WHAT NEEDS TO BE DONE> Every line of the data that contains the string "apartment" must be copied.

=== Section Start ===

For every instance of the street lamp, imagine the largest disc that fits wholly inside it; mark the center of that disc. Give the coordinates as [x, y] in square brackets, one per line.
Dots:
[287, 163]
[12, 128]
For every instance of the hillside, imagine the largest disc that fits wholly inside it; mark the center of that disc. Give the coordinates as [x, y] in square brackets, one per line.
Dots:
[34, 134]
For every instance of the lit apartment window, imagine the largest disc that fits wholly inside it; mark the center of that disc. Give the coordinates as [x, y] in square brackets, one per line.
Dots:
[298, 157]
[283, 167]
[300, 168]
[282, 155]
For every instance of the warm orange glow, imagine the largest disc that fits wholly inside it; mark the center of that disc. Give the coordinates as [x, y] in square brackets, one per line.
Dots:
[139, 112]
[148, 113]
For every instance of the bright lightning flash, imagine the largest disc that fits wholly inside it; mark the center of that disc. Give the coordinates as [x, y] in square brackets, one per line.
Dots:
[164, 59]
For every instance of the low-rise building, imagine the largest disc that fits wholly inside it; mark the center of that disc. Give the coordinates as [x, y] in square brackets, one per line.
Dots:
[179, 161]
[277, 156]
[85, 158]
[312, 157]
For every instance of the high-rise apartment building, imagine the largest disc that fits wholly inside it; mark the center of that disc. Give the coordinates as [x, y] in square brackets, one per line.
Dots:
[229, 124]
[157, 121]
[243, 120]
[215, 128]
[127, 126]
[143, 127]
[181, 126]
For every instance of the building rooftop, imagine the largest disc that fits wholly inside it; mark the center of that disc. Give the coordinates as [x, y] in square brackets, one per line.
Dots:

=== Section End ===

RESPONSE FOR THIS EXERCISE>
For every instance of the lit apartment window, imagine the largest disc that fits wholly inside it; mark the center of that disc. Give the coordinates as [x, y] in square brackets, one per line.
For every instance of the high-rise apartment building, imagine the largest disc that fits wholly inside it; mark the center of that disc. Give the coordinates as [x, y] in square brackets, one per line.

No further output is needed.